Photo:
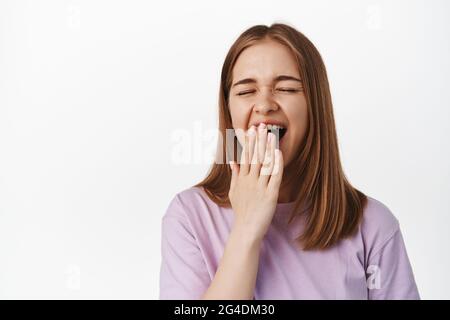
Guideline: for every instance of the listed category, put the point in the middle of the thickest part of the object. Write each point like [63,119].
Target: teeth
[274,127]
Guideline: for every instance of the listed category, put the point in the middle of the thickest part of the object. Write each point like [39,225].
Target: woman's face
[264,89]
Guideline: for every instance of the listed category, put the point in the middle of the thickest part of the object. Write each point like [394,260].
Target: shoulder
[378,226]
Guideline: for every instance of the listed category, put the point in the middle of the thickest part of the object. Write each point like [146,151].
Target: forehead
[265,60]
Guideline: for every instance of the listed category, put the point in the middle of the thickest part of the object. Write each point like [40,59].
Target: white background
[95,94]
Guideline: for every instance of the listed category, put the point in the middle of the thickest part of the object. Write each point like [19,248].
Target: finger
[255,164]
[268,163]
[262,141]
[251,144]
[244,166]
[277,174]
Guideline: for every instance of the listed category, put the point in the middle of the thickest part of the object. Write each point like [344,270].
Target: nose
[265,102]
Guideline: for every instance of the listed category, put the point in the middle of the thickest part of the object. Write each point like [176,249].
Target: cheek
[298,121]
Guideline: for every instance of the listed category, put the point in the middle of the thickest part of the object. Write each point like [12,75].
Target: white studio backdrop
[96,97]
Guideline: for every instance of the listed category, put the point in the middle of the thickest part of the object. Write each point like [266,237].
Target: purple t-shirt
[373,264]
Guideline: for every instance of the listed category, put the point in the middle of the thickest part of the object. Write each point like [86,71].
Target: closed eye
[245,92]
[288,90]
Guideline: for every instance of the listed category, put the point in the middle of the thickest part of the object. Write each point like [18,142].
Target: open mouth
[278,131]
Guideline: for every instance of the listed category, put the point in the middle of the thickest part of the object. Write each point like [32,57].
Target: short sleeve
[389,272]
[183,272]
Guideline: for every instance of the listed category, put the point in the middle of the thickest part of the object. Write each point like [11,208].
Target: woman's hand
[256,182]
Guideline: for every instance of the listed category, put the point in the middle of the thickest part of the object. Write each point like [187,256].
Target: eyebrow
[276,79]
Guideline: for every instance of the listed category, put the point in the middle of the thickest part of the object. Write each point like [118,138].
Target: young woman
[283,222]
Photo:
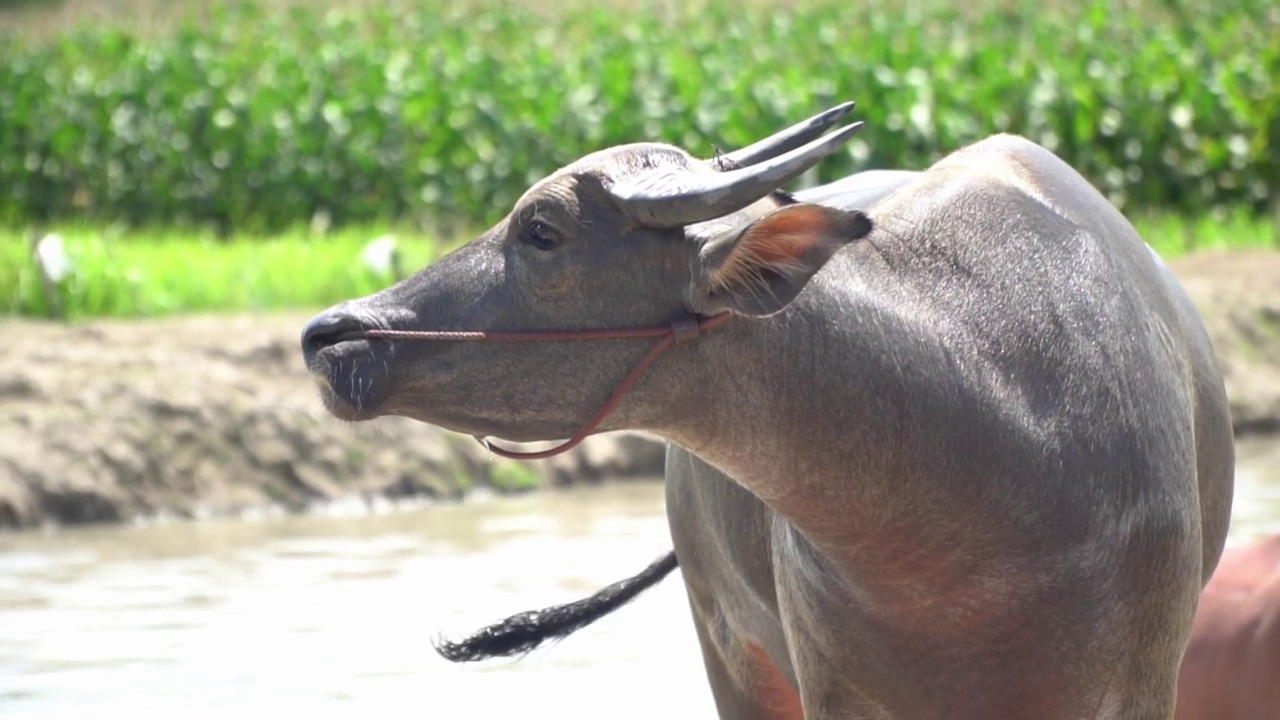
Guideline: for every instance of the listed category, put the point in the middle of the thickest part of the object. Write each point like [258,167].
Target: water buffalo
[1232,668]
[941,445]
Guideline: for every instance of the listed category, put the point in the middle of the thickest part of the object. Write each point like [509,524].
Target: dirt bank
[190,417]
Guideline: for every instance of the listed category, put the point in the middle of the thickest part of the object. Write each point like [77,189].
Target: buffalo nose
[329,328]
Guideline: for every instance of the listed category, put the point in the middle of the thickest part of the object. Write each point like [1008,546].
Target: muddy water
[330,616]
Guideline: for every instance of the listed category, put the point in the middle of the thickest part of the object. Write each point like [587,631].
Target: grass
[161,273]
[128,274]
[257,115]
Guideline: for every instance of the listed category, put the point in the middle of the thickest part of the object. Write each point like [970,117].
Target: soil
[208,415]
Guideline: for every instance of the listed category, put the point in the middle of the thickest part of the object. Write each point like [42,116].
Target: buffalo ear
[760,269]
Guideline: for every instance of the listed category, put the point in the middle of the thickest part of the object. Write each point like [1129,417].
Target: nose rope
[685,328]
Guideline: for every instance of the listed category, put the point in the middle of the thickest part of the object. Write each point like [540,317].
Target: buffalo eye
[539,235]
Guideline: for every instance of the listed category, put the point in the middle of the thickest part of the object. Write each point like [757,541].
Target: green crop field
[255,118]
[186,150]
[129,273]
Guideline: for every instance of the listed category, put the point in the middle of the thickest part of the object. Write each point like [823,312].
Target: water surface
[330,616]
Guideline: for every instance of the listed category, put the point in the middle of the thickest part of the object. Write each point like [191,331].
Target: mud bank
[213,415]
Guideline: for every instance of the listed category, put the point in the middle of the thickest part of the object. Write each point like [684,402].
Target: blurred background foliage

==========

--- What you have to do ---
Repeat the material above verbatim, with no pictures in the output.

--- Reply to the exercise ---
Photo:
Guideline: for every instance of the listed category, put the point in the middle of the thickest part of the object. Write each point like [63,119].
Target: teeth
[274,127]
Guideline: for every instance of the listed category, put the point in the middle of the thickest part of the object. Write each point like [39,225].
Target: woman's face
[264,89]
Guideline: for every instance of the listed category, put the point in the middle of the thickest part of the object. Write each point like [394,260].
Target: shoulder
[378,226]
Guideline: for every instance of the listed category, put the point in the middle of the thickest part of the object. Write each point like [146,151].
Target: forehead
[265,60]
Guideline: for every instance of the listed category, put the point in the middle of the thickest part of the object. Write each point like [40,59].
Target: white background
[95,94]
Guideline: for every instance of the listed category, put the point in the middle of the thickest part of the object. Write each point like [19,248].
Target: finger
[255,164]
[268,163]
[262,141]
[251,144]
[244,166]
[277,174]
Guideline: for every instance of the listed category, put the point in the middle of the thickest part of the object. Write each point like [344,270].
Target: nose
[265,102]
Guideline: for every instance of the listed category, put the point in the middle of the thickest part of the object. Write each point like [176,249].
Target: cheek
[298,121]
Guideline: for every instance of the listed category, put the point in the middle of the thickest part of the object. Write each point like [12,75].
Target: white studio backdrop
[96,97]
Guideline: for every instance of the listed category, put the point in the middle of the thickest part of the object. Write each point like [266,237].
Target: purple t-shirt
[373,264]
Guideline: for every instance of the listed category, put the point in the middle of the thickest part of the object. Write each point like [86,71].
Target: closed eye
[245,92]
[288,90]
Guideline: for every instance of the listed category, put the point in the middle of the thickest part of the object. Write each point like [18,142].
Target: open mouth
[278,131]
Guideline: for every instance of the listed category, put the point in the middle of the thickest part of the object. Write each point like [32,57].
Target: short sleeve
[389,272]
[183,272]
Guideline: for every instance of the listed category, put the point in the middle of the thickest part of the object. Write each point like [11,208].
Target: woman's hand
[256,182]
Guideline: for every instance of the listed category, put the point in the middle of the thickest part of the object. Write each point like [187,256].
Target: eyebrow
[276,79]
Guideline: for every instance of the listed category, put the point in the middle of the thickest part of the object. Write each point like [118,138].
Target: young woman
[283,222]
Photo:
Guideline: for every instance of the listed category, put the point in the middle of the thickest part of the object. Write each point like [258,167].
Target: water buffalo
[1232,668]
[941,445]
Guideline: for every instance of the listed category, put the point in the middle of the thickest part of the object. Write each point like [509,524].
Target: dirt bank
[190,417]
Guideline: for every instance of the listed category, put the point in the middle of the thickest part of the object. Write each point like [77,189].
Target: buffalo nose
[329,328]
Guideline: for every instance of the listed category, put the point in the middle of the thickest part of the object. Write each point like [1008,546].
Target: muddy water
[330,616]
Guideline: for every instance of the listed category, put the point in the middle of the thickest part of the object. Write each point like [587,631].
Target: grass
[161,273]
[128,274]
[257,115]
Guideline: for every instance of the listed category, put the point in the middle of the thickest part of the object. Write each point like [970,117].
Target: soil
[208,415]
Guideline: for every instance of the listed category, put the point in the middle of the thickest part of the object. Write each point like [42,116].
Target: buffalo ear
[760,269]
Guideline: for every instance of the listed category, put the point in the middle of the thickest part of the object. Write each point like [1129,417].
Target: nose rope
[685,328]
Guideline: for every instance of the listed category, put the point in the middle of the thickest part of the object. Write each point like [540,317].
Target: buffalo eye
[539,235]
Guideline: for every instance of the listed category, put the point in the middle of the thickest part of the object. Write each point like [757,541].
Target: green crop field
[255,118]
[186,150]
[129,273]
Guideline: for every instance of the listed category, put the point in the middle of the thickest part of the object. Write each point like [823,312].
Target: water surface
[330,616]
Guideline: for every instance of the listed category, put the point in the middle of the thickest part of the object. Write each point like [191,331].
Target: mud bank
[213,415]
Guideline: for every instance of the listed category, put the point in the middle of the thickest part of the object. Write each point like [684,402].
Target: blurred background foliage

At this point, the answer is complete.